Request a
In the personal reflection on change, what three factors does the writer list after writing about the outburst?

The more I delved into the topic of change, the more I understand why I cannot find the love that I dreamed of. Yesterday, when writing about the outburst, I have listed down the 3 factors that goes in round: Logics, Accusations, Righteousness.
I realize the accusations part, the blaming part is actually the thing that belongs to me. All the “wrong” that I listed the others have done, is actually the things that I have done wrong, that I dislike about myself. It’s just a projection of my shadow self, the thing that belongs to me but I was a coward to admit that I have all these dark side. I told Camel that ” Long term commitment của anh không phải là với em”, that is me talking to myself, angry at myself that I can’t be brave enough to consider a long term commitment with him. That day, at the airport, I was mad, I was angry, I exploded 🤯 and hurt everything in the way, I talked non-stop and repeatedly. It wasn’t for him, I wasn’t mad at him, I was mad at myself, I wanted to hurt myself. It sounds very contradictory but this realization makes the most sense to me. On that morning, I wrote down 5 points that I wanted to talk, and it was just purely for me, I was yelling at myself, was disappointed at myself for not being able to do the thing I expect myself to do. I brought the note with me to the airport, yelling all the things that I wrote and left for another city. I still kept the note with me, and to be honest with you, I just opened it again and read it, even I cannot read it myself. As I was reading it, it felt like a million arrows are flying in the form of words coming to my eyes. Oh gosh, how cruel, how childish I was. 🤦♀️, like a child who’s crying for the moon while hitting his parents . I played God, and I judged the other blindly, like I have all the rights in this world. I would have paste the 5 points that I jot down, but that’s for another note.
All of this brings to my conclusion that I did not love myself. Despite the fact that I kept saying that I love myself, I spoil myself, I let me do the thing I like to do, I’m unstoppable and invincible. The truth is the exact opposite.

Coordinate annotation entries

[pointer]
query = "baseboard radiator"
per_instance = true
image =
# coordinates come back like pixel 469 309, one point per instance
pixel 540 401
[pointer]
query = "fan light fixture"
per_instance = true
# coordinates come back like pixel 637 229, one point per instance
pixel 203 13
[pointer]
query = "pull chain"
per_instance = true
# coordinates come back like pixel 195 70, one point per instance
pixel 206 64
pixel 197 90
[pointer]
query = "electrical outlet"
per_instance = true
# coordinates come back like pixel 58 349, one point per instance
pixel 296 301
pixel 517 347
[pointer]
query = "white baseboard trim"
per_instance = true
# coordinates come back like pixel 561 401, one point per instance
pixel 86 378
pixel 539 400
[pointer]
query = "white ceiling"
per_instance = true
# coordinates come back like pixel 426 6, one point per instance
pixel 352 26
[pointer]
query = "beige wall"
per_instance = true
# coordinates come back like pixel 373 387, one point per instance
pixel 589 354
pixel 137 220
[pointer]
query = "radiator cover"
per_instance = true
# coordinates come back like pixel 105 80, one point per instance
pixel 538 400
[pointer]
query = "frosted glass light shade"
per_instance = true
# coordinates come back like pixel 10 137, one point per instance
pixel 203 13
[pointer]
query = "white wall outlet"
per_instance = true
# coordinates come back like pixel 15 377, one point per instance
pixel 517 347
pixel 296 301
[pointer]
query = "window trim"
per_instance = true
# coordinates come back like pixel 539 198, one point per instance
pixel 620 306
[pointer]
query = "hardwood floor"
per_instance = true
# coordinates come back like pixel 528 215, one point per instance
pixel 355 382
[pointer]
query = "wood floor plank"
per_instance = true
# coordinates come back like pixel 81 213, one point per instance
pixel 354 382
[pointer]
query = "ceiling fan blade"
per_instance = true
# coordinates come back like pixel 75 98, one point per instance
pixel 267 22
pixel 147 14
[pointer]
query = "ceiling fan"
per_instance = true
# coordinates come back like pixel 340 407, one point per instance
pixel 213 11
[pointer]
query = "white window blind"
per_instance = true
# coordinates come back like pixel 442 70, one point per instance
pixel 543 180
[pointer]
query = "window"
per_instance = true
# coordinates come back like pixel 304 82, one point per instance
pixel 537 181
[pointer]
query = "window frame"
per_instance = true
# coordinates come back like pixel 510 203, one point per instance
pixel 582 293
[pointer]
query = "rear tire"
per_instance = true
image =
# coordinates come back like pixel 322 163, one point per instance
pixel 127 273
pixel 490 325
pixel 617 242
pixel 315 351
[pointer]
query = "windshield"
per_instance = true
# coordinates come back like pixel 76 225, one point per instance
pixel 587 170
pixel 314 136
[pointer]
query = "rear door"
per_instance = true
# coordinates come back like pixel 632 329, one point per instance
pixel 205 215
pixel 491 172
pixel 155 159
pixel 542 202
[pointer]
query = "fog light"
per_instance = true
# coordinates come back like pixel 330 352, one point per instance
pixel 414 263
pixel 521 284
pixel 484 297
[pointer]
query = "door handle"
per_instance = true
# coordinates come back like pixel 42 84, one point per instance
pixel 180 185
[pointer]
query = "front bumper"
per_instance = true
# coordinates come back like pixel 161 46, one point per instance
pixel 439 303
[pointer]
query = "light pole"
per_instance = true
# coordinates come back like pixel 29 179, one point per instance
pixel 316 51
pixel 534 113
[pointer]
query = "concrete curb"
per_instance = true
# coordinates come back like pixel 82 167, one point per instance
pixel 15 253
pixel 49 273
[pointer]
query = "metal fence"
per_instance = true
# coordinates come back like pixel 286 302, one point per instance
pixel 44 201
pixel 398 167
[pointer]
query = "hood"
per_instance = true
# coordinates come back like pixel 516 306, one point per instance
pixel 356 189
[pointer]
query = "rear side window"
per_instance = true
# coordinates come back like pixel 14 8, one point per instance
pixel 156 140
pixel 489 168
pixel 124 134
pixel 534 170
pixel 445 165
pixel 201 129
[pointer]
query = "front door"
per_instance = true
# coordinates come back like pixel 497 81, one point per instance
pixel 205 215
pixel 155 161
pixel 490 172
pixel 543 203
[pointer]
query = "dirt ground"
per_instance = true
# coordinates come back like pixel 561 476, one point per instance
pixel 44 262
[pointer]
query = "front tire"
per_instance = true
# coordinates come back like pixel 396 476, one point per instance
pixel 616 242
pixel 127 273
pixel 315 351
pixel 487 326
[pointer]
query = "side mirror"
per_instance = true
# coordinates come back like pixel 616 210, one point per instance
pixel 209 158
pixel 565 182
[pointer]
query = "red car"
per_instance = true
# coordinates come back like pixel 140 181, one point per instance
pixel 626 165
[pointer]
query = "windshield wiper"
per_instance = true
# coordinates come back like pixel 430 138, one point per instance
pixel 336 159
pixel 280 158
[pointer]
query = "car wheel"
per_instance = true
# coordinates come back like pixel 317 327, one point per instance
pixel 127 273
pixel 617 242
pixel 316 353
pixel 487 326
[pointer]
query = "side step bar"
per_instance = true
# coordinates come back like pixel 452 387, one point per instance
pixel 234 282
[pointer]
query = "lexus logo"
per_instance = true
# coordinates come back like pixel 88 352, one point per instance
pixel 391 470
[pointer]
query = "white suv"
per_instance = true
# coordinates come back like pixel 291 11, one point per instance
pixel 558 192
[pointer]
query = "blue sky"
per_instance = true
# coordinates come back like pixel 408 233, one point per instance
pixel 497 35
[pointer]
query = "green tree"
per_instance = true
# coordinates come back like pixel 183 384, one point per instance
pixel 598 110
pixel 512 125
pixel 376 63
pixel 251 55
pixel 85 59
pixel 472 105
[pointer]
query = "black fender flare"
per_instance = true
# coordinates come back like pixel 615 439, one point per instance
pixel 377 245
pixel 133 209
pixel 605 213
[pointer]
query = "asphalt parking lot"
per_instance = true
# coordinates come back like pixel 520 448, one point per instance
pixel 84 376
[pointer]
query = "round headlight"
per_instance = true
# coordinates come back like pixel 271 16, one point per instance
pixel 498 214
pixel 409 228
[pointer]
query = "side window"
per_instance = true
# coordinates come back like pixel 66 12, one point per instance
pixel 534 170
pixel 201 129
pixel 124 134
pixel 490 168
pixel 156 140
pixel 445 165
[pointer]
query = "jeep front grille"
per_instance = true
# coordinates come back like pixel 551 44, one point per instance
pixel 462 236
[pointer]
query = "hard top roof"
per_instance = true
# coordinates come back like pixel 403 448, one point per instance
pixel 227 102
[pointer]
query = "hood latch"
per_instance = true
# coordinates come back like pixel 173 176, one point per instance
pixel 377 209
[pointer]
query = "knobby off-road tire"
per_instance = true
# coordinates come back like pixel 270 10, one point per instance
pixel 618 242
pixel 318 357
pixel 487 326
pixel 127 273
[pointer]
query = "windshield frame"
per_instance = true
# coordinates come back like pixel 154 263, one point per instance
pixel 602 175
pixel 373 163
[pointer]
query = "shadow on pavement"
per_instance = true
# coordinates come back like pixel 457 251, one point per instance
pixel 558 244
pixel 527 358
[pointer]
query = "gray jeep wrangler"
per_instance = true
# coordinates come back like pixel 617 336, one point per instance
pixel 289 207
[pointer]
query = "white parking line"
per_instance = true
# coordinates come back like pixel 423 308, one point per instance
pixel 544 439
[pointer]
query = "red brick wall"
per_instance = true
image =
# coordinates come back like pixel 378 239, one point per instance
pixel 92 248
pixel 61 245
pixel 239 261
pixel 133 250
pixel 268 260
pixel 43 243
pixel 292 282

Request b
Pick out every line of the records that contains the string "jeep". Case counts.

Expected answer a
Logics, Accusations, Righteousness.

Expected answer b
query = "jeep front grille"
query = "gray jeep wrangler"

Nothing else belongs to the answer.